## START

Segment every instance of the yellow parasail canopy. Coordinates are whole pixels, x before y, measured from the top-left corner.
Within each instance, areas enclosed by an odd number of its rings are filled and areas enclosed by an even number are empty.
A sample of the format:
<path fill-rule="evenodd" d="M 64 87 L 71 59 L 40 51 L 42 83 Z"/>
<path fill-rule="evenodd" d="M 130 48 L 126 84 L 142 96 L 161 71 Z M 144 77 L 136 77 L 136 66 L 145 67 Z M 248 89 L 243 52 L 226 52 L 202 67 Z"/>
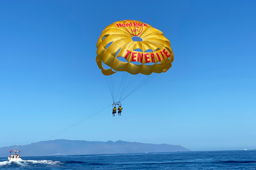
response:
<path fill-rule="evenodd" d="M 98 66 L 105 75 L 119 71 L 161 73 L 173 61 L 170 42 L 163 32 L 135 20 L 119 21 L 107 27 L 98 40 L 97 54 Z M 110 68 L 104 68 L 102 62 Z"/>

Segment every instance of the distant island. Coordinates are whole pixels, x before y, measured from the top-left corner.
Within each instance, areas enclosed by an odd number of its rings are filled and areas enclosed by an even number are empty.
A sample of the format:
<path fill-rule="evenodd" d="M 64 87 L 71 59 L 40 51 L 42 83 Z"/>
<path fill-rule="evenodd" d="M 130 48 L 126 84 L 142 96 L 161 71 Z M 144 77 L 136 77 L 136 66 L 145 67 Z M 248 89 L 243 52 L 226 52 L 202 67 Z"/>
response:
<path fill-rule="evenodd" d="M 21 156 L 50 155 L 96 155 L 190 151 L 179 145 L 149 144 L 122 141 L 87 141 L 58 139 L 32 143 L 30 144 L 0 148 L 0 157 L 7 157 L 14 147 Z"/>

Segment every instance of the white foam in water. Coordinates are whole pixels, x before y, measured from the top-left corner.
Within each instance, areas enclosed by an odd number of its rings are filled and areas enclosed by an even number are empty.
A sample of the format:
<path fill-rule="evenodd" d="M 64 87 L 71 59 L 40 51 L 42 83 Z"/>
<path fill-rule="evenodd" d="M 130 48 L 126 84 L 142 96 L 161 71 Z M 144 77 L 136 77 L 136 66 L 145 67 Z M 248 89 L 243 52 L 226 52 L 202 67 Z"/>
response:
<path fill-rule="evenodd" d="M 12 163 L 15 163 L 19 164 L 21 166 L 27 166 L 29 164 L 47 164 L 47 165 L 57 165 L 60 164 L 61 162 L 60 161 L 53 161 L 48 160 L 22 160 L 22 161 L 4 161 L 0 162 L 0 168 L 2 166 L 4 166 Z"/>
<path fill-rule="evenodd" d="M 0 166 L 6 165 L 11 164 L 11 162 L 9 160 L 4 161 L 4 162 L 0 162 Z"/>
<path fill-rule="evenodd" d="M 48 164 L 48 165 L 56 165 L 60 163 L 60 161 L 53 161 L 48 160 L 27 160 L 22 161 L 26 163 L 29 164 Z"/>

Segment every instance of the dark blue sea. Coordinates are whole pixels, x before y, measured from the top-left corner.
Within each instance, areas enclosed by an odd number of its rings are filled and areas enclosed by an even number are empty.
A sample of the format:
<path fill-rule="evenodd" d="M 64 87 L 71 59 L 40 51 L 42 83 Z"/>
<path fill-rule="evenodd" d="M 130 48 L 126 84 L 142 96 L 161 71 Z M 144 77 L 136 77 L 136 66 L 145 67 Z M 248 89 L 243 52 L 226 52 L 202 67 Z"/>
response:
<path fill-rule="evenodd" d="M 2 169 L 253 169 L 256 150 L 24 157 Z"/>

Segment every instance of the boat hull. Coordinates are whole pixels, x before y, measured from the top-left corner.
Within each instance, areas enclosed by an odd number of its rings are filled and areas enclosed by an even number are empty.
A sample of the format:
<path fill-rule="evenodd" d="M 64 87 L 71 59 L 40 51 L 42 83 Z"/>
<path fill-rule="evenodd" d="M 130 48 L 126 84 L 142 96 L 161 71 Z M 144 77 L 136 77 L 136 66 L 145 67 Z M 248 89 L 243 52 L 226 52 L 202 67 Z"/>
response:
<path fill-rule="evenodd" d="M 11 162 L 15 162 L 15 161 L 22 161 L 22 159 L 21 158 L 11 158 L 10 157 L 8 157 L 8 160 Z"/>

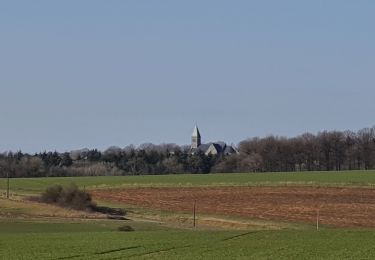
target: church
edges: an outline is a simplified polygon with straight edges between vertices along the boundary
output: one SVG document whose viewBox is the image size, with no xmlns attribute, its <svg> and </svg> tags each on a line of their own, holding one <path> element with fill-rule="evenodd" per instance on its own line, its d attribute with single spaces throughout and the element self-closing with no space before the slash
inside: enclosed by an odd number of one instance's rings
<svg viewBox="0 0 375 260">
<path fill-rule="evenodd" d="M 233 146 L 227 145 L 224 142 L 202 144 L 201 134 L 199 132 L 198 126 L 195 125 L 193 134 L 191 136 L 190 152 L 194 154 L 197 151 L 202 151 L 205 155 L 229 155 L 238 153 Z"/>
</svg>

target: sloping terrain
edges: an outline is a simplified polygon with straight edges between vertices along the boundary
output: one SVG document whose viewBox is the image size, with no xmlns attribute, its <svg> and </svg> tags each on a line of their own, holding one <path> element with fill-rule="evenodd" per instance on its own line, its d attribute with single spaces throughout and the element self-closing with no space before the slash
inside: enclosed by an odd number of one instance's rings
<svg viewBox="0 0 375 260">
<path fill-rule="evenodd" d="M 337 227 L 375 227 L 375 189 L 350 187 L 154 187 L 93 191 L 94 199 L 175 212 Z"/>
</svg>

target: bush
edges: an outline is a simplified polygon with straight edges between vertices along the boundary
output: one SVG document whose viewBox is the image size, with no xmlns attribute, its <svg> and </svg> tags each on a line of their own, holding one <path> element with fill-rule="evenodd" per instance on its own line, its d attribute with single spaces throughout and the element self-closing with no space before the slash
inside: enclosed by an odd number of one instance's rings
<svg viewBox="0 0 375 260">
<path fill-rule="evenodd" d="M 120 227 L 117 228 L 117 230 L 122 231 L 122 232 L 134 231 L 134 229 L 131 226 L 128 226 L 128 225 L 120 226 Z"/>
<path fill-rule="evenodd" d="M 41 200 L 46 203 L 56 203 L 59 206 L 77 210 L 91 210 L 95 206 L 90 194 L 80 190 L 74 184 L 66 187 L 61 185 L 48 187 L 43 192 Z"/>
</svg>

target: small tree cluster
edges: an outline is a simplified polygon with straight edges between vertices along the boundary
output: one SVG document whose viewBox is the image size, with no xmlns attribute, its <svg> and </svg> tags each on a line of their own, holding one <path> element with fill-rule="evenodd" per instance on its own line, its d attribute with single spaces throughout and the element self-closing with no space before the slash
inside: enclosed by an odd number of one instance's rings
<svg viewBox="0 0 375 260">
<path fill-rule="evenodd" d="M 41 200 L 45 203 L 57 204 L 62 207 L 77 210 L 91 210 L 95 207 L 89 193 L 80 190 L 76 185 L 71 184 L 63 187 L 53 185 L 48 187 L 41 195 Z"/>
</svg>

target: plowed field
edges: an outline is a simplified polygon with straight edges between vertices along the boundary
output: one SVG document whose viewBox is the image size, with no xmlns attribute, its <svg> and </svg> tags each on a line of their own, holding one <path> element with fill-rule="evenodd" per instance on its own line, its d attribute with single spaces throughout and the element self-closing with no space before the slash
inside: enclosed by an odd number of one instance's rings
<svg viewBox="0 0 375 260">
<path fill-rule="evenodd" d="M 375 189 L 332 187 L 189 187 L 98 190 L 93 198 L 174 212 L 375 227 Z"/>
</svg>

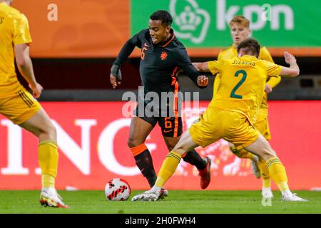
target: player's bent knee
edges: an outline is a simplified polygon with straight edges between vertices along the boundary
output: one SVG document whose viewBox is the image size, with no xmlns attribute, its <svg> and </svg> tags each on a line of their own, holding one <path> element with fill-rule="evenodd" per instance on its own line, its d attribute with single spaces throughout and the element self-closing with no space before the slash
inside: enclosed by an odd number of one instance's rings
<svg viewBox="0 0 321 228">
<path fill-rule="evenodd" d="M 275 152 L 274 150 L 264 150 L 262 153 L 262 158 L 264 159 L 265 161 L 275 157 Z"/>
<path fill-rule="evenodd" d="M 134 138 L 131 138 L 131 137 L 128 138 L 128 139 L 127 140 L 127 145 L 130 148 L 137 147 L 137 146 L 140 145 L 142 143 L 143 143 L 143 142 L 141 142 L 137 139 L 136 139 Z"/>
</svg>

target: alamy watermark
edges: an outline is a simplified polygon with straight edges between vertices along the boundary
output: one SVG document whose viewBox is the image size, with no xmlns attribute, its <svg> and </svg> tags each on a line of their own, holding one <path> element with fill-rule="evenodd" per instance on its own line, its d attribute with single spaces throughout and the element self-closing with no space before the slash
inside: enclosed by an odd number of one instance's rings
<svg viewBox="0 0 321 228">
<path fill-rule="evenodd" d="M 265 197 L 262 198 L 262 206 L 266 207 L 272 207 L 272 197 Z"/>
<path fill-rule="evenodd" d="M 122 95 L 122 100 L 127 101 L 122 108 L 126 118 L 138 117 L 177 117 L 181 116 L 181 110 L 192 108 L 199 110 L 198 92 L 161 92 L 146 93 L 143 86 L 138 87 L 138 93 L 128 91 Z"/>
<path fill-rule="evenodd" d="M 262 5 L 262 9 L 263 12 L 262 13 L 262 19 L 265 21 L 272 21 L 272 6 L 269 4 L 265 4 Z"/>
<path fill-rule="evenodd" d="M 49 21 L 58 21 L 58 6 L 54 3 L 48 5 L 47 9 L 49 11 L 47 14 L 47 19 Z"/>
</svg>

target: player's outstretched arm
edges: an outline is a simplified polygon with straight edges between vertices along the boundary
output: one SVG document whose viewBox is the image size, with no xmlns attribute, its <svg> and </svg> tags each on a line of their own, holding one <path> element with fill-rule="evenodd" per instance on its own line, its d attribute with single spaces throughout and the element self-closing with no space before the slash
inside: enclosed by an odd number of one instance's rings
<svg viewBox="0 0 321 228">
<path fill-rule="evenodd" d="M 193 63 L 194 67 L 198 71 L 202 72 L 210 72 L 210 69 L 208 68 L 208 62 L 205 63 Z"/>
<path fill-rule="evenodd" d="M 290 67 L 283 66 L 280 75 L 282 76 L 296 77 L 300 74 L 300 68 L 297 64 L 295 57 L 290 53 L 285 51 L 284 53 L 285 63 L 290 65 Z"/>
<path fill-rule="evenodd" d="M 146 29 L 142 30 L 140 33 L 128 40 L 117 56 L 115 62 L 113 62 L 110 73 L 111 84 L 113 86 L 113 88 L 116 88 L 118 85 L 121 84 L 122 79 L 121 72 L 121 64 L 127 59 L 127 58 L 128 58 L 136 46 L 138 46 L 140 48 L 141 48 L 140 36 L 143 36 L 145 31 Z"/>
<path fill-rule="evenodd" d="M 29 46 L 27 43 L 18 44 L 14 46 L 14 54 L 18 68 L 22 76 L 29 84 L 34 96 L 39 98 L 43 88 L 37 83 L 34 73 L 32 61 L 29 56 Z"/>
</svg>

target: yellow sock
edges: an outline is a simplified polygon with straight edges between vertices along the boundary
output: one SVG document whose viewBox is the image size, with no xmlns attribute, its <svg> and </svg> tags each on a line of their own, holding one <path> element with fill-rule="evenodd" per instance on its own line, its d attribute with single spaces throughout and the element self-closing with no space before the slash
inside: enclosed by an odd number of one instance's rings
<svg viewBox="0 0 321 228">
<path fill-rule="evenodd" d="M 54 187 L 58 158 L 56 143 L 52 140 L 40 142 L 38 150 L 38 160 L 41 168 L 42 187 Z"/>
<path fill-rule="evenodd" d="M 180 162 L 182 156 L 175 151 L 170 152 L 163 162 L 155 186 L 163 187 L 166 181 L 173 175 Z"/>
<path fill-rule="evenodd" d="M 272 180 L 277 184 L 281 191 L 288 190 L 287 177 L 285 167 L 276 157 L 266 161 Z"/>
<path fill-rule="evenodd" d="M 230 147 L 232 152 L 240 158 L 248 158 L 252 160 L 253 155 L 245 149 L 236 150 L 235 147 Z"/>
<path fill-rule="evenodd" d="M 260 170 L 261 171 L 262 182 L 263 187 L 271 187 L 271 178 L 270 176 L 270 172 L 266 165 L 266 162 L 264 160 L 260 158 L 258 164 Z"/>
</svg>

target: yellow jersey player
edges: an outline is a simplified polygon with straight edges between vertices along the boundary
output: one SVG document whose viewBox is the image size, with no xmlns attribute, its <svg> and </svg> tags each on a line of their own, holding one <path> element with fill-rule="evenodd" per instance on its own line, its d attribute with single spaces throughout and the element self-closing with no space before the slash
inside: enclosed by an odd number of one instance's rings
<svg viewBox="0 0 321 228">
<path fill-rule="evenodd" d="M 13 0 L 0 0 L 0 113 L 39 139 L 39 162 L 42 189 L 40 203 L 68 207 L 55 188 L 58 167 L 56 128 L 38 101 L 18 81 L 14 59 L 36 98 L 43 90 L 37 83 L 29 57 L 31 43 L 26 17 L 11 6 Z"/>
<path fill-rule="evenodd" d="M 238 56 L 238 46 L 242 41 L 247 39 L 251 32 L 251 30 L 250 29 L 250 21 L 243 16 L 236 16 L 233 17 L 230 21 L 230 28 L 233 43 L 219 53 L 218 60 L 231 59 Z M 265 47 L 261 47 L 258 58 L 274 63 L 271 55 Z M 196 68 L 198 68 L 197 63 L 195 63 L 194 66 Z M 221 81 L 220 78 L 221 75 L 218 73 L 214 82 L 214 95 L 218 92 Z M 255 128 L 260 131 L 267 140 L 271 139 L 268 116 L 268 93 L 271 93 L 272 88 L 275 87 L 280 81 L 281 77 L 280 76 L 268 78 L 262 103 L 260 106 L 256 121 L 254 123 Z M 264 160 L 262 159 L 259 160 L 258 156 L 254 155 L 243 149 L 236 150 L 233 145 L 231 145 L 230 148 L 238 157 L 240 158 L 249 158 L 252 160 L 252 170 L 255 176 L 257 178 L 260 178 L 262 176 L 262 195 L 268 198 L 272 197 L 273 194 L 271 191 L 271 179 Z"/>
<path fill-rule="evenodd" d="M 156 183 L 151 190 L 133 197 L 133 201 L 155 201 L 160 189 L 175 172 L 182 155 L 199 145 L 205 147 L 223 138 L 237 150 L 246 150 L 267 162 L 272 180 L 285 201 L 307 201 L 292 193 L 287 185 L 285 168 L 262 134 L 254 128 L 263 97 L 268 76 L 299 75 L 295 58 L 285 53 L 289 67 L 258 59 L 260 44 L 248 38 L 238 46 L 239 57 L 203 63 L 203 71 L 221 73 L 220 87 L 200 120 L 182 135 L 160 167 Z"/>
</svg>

## END

**EXERCISE DETAILS**: Write out the lines of the records from the line that contains "target: player's outstretched arm" through the line that contains "193 63 L 194", both included.

**ANSWER TO THE TASK**:
target: player's outstretched arm
edges: an outline is a simplified polygon with straight edges between vertices along the boundary
output: one SVG document whose viewBox is the image size, with no xmlns attribute, its <svg> and </svg> tags each on a line of their own, holding one <path> element with fill-rule="evenodd" per instance on its own line, its d attribute with single spaces throughout and the element self-closing with no space before the slash
inside: enclosed by an odd number of one instance's rings
<svg viewBox="0 0 321 228">
<path fill-rule="evenodd" d="M 193 63 L 194 67 L 198 71 L 202 72 L 210 72 L 210 69 L 208 68 L 208 62 L 205 63 Z"/>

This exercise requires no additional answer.